__DESCRIPTION OF THE TASK__. Please give again, word for word, the line that contains "box: [322, 617, 527, 628]" and every line after it to the end of the data, with no other lines.

[Stored data entries]

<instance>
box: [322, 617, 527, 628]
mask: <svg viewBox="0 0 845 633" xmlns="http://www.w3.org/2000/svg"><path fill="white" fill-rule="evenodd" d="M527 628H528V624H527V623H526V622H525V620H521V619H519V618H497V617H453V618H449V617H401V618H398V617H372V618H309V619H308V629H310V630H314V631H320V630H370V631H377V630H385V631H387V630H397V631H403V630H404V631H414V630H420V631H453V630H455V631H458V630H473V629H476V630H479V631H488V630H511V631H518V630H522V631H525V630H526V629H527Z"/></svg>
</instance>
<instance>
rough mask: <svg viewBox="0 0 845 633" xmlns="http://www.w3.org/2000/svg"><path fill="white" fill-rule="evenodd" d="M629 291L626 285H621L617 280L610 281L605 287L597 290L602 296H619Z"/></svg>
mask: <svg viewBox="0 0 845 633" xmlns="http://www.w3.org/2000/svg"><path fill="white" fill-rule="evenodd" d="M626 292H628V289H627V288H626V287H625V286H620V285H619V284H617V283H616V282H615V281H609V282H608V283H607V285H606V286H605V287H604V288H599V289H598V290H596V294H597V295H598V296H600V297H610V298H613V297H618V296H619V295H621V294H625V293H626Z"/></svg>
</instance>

__WRITTEN SOLUTION__.
box: [322, 617, 527, 628]
mask: <svg viewBox="0 0 845 633" xmlns="http://www.w3.org/2000/svg"><path fill="white" fill-rule="evenodd" d="M527 628H528V624H527V623H526V622H525V620H521V619H519V618H497V617H453V618H449V617H401V618H398V617H372V618H309V619H308V629H310V630H314V631H320V630H370V631H377V630H385V631H387V630H397V631H403V630H404V631H414V630H420V631H453V630H455V631H458V630H473V629H476V630H479V631H488V630H511V631H518V630H522V631H525V630H526V629H527Z"/></svg>
</instance>
<instance>
rough mask: <svg viewBox="0 0 845 633" xmlns="http://www.w3.org/2000/svg"><path fill="white" fill-rule="evenodd" d="M629 291L626 285H621L617 280L610 281L605 287L597 290L602 296H619Z"/></svg>
mask: <svg viewBox="0 0 845 633" xmlns="http://www.w3.org/2000/svg"><path fill="white" fill-rule="evenodd" d="M626 292H628V289H627V288H626V287H625V286H620V285H619V284H617V283H616V282H615V281H609V282H608V283H607V285H606V286H605V287H604V288H599V289H598V290H596V294H597V295H598V296H600V297H610V298H613V297H618V296H619V295H621V294H625V293H626Z"/></svg>
</instance>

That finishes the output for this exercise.